[Page]
^^^^
Some people eat, sleep and chew gum, I do genealogy and write...

Tuesday, September 27, 2011

Copyright Claim vs. Copyright Reality

 From the Arts & Humanities Research Council, Primary Sources on Copyright (1450-1900).

A recent comment to my post about U.S. Copyright law's Fair Use Doctrine, raises an ongoing issue, the continuing attempt by individuals and companies to claim a copyright interest where none exists. I do not want to get into a fight over whether or not any particular genealogical database supplier has a "copyright" claim to the content of their website, but there are a number of very large and some very prestigious genealogical institutions both for-profit and non-profit educational, that claim copyright protection for documents that a clearly not subject to any arguable copyright. For that reason, I will refrain from giving concrete examples and I will not refer to any institution by name.

In one case, a non-profit institution claimed a copyright interest in a photograph. If the photograph was as represented, then the image was made in the early 1840s. President Abraham Lincoln signed an act on March 3, 1865 adding photographs and negatives to the protected works under the Copyright Act Amendment. See Circular 1a, Copyright Office Publication. I have reproduced the original report of the Act above. There is no question that the Amended Act was prospective, so that a photo made in the 1840s was not covered by the Act and would clearly be in the public domain. Even when the 1865 Act was enacted, the provisions of the Act required the copyright claimant to transmit a copy of the photograph to the Library of Congress. If the claimant failed to deposit the required copy, the Librarian of Congress had to make a demand for the delivery of the copy and if the copy was not forthcoming, there was no copyright protection. So, for photographs in order to have ever claimed protection you had to be able to find a copy of the photograph in the Library of Congress. In addition, there is the question of the duration of the copyright had there been a copyright at all.

The photograph in question was also in public domain because all copyright protection has expired for any and all documents (works) published before 1923. See Cornell University, Resources, Copyright Term and the Public Domain in the United States, 1 January 2011.
^^^^
[Records supplied]
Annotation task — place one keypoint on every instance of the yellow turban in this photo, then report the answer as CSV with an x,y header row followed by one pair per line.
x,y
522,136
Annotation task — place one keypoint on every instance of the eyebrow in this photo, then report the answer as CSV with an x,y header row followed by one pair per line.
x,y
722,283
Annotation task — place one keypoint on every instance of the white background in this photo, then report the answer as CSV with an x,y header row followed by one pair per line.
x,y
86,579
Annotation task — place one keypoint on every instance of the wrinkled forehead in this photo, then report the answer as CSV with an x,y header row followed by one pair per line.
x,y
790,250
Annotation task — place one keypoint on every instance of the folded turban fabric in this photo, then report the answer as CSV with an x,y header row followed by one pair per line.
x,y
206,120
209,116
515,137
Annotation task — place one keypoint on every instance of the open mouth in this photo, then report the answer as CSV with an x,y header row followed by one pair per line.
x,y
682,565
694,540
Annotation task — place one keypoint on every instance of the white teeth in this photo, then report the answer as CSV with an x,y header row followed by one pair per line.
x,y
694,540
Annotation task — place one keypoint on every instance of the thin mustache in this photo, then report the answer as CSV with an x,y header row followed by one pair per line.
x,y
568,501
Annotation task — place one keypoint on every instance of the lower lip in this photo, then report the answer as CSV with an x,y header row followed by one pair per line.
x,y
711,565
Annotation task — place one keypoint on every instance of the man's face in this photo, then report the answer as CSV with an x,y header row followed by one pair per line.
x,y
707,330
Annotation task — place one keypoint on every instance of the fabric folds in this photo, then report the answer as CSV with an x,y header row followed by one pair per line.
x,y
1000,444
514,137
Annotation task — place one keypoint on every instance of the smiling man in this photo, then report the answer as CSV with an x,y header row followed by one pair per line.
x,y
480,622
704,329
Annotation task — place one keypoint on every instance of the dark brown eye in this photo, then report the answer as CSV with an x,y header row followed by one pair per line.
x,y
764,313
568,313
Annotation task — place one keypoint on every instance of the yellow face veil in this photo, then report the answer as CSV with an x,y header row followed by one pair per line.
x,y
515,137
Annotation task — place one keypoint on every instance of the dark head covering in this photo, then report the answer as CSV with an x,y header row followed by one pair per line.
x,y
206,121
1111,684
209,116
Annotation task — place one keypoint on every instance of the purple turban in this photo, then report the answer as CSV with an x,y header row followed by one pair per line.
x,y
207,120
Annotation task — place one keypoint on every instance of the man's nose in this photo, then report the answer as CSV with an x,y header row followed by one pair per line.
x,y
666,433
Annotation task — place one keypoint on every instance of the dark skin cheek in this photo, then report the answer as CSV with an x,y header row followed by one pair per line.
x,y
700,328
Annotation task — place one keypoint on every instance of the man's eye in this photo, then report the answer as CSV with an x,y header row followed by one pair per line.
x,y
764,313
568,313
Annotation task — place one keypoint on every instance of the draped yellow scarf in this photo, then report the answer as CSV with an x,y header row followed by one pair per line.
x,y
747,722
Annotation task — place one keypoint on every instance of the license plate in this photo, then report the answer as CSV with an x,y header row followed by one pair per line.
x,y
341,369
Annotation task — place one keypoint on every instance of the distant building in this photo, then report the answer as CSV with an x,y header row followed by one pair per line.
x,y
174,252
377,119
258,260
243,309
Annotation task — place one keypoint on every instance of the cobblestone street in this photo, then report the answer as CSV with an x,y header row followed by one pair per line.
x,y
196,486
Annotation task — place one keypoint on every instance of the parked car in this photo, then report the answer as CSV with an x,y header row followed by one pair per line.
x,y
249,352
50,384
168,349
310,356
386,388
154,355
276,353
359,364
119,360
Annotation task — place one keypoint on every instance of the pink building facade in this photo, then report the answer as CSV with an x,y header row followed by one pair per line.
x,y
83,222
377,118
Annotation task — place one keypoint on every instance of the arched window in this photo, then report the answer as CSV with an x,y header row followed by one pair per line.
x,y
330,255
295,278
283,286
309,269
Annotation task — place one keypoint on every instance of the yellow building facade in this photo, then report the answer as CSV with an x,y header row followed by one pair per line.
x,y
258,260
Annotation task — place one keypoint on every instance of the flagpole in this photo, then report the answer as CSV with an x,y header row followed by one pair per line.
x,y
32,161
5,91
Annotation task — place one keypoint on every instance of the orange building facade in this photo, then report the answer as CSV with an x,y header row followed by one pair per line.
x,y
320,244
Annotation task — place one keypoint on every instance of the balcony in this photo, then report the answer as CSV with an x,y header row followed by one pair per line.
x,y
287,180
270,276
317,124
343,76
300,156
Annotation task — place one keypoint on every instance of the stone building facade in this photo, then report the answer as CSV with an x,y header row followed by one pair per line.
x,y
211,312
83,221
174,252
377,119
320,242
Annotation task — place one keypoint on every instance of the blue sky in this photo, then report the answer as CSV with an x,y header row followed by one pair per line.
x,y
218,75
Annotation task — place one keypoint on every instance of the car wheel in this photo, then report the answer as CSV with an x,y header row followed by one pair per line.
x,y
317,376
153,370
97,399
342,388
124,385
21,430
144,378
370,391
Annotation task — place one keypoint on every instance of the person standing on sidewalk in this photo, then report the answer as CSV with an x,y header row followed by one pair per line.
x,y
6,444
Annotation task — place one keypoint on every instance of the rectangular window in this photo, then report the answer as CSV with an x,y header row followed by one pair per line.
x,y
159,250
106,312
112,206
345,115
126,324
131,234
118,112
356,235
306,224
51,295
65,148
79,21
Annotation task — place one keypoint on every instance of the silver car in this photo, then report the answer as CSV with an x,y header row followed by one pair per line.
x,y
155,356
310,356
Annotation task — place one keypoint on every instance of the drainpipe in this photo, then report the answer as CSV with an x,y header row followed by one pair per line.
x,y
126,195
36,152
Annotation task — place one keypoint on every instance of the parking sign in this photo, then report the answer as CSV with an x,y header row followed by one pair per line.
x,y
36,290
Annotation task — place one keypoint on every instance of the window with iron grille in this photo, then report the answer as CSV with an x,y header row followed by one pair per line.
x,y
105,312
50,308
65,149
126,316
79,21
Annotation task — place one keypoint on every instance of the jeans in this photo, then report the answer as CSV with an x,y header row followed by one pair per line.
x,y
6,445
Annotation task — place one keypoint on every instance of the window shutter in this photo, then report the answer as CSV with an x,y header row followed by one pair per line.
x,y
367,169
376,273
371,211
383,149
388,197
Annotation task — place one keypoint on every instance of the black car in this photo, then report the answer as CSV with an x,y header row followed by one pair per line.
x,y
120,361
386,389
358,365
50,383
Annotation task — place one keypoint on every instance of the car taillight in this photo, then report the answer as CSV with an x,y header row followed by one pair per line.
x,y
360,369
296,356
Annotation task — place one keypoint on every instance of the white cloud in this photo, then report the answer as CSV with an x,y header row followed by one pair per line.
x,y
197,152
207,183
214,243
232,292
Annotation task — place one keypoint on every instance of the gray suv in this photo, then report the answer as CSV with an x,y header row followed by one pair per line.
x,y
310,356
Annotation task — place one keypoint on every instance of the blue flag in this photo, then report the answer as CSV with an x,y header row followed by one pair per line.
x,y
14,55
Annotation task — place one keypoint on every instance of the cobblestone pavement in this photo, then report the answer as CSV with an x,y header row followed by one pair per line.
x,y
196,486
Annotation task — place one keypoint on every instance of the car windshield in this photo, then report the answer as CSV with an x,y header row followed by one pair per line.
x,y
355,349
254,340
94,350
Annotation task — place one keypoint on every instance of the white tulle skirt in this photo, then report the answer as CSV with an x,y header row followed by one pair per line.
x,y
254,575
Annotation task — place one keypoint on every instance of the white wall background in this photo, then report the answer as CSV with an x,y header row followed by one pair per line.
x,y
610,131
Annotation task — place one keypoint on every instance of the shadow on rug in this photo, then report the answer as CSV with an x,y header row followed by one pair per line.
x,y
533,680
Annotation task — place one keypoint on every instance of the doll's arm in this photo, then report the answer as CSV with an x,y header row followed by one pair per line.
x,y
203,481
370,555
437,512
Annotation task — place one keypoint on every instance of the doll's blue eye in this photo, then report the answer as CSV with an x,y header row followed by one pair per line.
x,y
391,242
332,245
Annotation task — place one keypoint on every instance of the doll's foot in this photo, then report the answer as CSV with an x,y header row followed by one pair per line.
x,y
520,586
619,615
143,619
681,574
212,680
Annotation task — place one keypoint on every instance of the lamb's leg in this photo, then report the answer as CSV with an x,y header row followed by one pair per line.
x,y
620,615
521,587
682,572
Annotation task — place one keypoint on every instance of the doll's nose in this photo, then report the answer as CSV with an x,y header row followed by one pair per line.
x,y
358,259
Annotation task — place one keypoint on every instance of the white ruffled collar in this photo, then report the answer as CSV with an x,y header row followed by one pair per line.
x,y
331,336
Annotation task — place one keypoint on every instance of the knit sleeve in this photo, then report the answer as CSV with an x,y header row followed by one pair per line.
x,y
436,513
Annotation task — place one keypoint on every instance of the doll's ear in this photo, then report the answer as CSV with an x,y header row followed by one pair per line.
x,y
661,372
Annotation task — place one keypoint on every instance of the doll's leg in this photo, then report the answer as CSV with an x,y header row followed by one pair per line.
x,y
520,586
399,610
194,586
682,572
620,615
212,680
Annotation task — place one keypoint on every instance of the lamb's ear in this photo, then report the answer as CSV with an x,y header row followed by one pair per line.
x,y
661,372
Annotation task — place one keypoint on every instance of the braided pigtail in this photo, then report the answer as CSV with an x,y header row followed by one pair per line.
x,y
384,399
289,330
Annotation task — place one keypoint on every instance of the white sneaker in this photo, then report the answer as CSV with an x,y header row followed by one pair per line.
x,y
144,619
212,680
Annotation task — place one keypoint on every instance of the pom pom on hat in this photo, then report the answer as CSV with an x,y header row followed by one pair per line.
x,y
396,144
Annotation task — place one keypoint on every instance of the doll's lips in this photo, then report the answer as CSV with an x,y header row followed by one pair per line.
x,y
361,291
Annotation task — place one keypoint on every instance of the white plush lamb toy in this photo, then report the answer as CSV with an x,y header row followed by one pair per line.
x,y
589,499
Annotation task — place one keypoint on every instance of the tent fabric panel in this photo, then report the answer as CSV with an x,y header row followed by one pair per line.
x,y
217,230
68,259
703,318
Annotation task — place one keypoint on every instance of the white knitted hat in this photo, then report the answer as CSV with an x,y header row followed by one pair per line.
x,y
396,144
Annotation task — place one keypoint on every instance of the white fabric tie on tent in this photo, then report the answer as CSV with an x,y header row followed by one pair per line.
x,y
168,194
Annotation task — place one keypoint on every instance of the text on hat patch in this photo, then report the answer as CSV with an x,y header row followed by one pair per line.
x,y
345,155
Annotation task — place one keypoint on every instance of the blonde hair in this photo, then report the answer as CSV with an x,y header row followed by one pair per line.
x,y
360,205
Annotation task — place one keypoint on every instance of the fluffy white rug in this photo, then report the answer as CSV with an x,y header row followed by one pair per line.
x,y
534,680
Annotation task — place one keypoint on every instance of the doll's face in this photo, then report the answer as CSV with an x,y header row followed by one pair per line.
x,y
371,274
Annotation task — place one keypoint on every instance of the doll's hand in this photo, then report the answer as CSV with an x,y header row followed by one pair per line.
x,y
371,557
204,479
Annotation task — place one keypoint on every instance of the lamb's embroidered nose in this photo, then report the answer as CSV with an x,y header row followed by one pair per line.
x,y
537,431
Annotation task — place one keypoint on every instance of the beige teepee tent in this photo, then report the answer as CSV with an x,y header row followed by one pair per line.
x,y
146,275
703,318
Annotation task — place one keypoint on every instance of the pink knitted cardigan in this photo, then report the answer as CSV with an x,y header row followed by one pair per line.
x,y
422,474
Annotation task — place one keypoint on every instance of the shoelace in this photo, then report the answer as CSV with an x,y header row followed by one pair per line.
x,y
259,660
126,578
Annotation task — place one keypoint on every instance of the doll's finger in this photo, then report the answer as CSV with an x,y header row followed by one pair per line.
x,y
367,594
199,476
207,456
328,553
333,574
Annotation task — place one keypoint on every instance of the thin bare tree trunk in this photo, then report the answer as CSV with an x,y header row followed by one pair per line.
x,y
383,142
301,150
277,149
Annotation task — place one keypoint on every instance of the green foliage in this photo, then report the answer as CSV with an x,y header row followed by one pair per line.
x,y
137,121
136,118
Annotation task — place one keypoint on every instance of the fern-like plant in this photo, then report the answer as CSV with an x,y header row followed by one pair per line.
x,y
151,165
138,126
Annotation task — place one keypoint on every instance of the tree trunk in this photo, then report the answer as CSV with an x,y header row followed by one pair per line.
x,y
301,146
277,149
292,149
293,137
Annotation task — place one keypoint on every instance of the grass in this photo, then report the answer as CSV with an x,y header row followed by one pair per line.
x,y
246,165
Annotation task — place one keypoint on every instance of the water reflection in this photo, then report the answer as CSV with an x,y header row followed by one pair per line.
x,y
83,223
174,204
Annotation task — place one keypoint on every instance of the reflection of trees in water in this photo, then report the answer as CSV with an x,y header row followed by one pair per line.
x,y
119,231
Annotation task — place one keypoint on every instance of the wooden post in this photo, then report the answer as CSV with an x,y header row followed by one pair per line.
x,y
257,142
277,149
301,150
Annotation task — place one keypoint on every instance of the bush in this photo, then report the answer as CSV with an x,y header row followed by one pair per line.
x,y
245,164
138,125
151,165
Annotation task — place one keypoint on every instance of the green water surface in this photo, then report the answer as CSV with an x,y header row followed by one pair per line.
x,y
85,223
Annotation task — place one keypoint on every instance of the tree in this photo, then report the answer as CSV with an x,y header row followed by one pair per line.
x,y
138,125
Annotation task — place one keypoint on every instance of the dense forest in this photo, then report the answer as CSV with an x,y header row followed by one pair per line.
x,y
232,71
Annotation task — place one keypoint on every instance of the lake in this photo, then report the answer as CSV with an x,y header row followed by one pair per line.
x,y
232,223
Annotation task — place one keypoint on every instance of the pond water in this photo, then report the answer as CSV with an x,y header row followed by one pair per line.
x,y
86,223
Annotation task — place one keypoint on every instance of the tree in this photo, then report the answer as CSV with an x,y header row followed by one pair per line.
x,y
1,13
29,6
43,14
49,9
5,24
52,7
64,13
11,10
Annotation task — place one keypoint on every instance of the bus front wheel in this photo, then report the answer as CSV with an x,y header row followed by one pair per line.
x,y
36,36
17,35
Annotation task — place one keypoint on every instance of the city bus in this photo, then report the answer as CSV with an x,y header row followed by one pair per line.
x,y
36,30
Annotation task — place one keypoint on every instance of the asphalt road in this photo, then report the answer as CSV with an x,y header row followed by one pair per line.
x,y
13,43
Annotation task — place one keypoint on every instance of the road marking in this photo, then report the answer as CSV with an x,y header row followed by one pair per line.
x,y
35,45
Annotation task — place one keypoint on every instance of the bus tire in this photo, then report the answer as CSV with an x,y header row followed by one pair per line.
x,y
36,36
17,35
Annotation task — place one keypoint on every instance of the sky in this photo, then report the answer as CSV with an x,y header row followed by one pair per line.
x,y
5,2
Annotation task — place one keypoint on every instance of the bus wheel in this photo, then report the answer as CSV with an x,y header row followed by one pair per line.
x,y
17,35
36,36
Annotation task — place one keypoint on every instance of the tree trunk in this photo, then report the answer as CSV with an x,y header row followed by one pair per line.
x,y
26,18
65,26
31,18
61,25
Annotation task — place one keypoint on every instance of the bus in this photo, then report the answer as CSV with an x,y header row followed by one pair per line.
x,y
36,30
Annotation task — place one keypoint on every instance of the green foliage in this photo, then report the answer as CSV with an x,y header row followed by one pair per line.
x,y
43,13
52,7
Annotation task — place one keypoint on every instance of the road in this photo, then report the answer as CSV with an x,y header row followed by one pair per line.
^^^^
[Exercise tasks]
- A) Do these statements agree with the copyright post? Answer yes or no for each, and quote the words from the post that decide it.
(i) The 1865 act added photographs and negatives to the works protected by copyright.
(ii) The author names the institutions that make false copyright claims.
(iii) The 1865 act covered photographs made before it was passed.
- B) According to the copyright post, why is a photograph made in the early 1840s in the public domain? Answer in one to three sentences.
- C) Continue the copyright post from where it stops.

[Task results]
- A)
(i) Yes: "President Abraham Lincoln signed an act on March 3, 1865 adding photographs and negatives to the protected works under the Copyright Act Amendment."
(ii) No: "I will refrain from giving concrete examples and I will not refer to any institution by name."
(iii) No: "There is no question that the Amended Act was prospective, so that a photo made in the 1840s was not covered by the Act"

- B) The 1865 act that added photographs to copyright protection only looked forward, so it did not cover a photo made in the 1840s. Also, all copyright protection has run out for any work published before 1923.

- C)
So the question is whether or not anyone can acquire a copyright to a document in the public domain by either copying the document or incorporating it into some kind of database? No. If for any reason you need case law on the subject, please let me know. I have extensively briefed this issue and there are no cases upholding a copyright to a document that is clearly in the public domain. Did the filing of litigation by the claimant to the 1840s photograph have any effect. Yes, the company using the photograph was forces out of business because of the expense of the litigation. As I have said before, a clear case of might makes right even when the might is clearly wrong.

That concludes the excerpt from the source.